Prompt ->
Count the lines in the records below that contain the string "white", matching case exactly, and reply with the number alone.

Records supplied ->
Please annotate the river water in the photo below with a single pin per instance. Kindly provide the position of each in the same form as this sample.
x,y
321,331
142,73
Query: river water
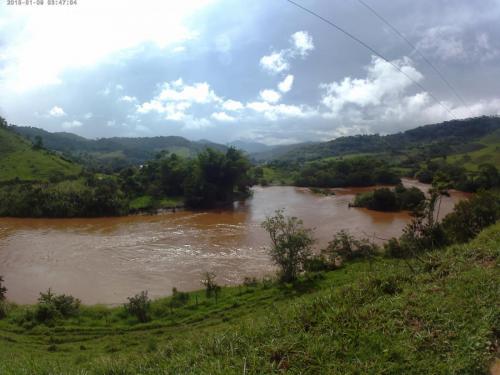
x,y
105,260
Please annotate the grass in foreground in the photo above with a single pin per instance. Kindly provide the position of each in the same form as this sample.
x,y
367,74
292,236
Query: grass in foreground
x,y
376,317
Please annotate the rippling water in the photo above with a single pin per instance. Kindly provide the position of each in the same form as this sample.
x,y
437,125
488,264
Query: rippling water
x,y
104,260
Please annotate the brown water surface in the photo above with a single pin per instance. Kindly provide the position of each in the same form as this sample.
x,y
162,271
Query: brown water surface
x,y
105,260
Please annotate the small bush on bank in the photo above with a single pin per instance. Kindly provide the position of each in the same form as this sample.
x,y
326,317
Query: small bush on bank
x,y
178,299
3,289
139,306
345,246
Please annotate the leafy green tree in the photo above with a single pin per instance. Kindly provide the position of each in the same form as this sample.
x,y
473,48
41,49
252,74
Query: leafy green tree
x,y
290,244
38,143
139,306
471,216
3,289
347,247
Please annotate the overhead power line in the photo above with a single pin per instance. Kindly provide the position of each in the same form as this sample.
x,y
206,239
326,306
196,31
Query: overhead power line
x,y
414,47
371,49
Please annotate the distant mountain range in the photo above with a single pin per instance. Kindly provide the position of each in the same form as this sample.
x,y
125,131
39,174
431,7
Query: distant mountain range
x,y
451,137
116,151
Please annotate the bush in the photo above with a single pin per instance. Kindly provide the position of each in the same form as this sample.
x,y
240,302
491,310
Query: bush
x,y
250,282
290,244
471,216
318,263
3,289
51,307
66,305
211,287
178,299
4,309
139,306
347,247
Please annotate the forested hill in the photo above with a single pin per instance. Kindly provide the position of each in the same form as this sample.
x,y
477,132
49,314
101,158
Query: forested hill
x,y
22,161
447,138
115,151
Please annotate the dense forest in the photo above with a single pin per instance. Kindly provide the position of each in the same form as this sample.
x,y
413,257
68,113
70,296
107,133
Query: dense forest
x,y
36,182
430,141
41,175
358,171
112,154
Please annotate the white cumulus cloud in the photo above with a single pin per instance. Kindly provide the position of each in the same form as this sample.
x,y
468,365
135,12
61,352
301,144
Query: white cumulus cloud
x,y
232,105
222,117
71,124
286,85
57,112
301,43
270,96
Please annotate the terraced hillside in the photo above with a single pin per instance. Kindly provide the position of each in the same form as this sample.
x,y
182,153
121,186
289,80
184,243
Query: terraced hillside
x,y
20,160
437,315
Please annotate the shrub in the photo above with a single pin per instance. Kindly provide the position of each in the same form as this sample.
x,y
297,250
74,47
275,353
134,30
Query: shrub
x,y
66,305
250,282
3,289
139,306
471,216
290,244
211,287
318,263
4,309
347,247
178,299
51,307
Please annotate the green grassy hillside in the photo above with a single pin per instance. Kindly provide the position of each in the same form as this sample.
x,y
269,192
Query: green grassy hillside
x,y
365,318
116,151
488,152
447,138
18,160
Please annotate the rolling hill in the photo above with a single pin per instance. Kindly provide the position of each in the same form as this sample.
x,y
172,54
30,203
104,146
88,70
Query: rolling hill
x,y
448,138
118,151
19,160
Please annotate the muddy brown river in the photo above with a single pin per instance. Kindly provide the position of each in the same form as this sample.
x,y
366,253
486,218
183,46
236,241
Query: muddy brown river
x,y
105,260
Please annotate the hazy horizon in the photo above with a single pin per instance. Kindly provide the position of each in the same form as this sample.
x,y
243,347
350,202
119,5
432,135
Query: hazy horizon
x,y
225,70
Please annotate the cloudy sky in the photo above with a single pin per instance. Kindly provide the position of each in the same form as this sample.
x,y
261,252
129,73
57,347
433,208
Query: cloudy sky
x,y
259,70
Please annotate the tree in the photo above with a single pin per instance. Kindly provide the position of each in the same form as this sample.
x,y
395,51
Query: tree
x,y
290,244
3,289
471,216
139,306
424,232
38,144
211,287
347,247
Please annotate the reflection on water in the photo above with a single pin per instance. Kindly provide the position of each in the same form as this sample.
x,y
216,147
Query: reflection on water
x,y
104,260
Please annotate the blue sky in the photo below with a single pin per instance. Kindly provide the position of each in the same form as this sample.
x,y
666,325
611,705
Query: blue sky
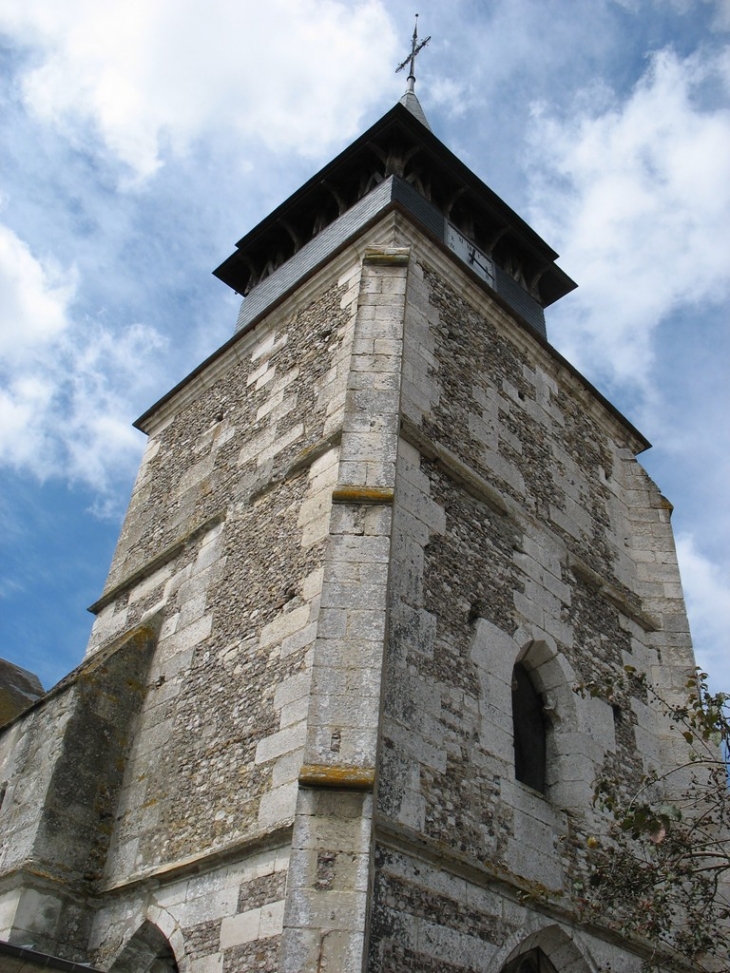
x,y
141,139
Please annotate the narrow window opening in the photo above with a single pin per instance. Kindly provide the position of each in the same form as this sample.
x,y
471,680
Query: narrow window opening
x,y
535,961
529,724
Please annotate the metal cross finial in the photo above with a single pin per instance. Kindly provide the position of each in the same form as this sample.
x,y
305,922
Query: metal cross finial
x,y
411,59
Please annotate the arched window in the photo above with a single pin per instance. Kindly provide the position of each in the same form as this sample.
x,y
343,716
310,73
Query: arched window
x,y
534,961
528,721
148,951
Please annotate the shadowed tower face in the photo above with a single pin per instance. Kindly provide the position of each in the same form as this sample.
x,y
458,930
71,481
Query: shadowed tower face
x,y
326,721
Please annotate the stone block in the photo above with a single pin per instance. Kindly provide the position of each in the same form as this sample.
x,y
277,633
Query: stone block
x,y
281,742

---

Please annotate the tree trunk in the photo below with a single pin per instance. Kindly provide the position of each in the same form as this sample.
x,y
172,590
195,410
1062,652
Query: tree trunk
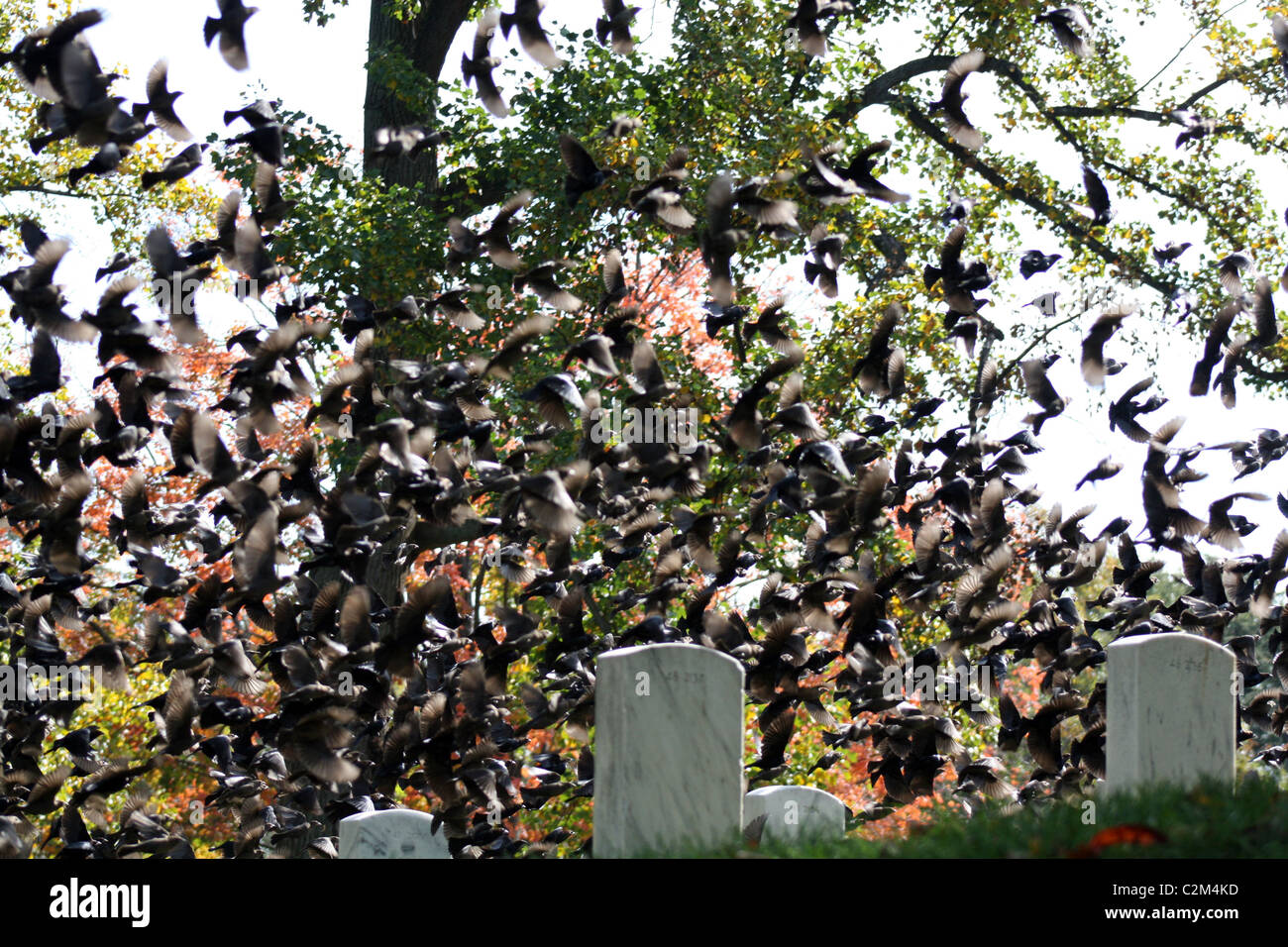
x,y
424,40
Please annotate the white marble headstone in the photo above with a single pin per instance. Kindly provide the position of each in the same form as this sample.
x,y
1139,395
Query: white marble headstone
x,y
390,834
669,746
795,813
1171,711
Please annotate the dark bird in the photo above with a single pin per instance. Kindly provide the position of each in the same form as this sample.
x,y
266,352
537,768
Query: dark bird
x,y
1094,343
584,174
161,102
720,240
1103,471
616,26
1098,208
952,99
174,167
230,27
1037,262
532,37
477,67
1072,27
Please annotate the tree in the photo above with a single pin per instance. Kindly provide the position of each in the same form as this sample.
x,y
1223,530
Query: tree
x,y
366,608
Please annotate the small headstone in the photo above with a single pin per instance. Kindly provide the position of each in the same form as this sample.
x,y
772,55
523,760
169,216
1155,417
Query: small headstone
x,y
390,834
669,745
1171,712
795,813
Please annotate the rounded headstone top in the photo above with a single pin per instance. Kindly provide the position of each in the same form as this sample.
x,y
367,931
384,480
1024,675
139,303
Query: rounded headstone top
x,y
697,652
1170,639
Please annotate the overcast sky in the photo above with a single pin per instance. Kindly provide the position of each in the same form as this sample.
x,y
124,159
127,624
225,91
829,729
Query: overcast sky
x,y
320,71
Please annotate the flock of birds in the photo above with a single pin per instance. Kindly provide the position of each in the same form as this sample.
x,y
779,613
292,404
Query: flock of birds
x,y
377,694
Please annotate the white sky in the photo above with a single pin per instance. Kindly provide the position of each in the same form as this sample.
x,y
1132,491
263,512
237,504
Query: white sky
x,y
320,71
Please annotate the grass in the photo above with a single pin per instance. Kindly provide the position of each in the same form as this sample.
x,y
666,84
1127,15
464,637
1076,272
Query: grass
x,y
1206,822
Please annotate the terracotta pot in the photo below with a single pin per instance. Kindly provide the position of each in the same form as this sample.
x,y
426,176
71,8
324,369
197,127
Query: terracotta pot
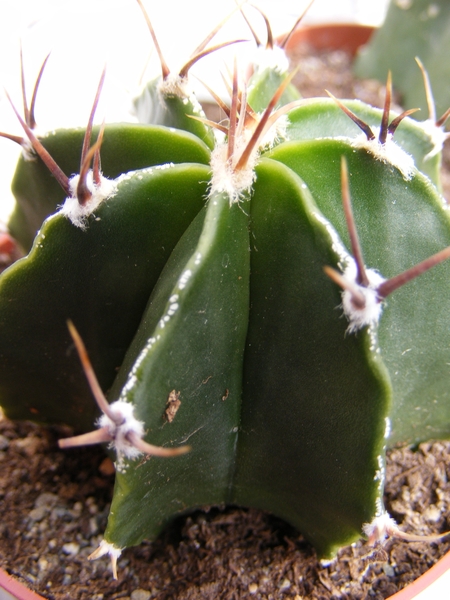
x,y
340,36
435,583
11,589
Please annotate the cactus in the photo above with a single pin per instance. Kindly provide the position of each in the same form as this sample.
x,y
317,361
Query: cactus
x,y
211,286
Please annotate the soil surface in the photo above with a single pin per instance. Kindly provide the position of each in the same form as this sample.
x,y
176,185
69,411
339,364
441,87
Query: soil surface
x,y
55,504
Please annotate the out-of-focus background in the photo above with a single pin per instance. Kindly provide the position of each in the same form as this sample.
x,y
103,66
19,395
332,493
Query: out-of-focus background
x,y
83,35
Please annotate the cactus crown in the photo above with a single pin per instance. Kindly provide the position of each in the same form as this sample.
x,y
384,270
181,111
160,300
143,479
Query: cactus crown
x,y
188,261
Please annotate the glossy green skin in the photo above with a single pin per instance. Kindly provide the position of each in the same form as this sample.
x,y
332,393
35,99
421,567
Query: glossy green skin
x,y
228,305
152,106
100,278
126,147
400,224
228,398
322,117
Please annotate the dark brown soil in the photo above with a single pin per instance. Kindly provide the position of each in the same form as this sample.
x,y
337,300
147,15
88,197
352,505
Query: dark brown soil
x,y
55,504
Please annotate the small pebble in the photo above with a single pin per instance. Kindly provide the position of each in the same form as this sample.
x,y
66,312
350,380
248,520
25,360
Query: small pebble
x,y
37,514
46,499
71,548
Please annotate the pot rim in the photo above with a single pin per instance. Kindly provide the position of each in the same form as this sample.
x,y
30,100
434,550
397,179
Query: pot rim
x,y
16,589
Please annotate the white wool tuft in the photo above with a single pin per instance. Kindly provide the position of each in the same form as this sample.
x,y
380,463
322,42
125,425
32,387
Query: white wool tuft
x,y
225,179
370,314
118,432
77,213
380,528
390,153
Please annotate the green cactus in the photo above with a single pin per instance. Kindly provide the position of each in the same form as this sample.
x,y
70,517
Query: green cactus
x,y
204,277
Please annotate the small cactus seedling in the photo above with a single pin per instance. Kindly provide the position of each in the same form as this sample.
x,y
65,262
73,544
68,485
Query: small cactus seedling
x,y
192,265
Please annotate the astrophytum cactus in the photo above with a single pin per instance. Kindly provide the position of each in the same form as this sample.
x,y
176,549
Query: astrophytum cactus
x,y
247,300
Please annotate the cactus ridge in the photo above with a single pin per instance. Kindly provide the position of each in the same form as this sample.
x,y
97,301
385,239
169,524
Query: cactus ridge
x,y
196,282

Complete response ->
8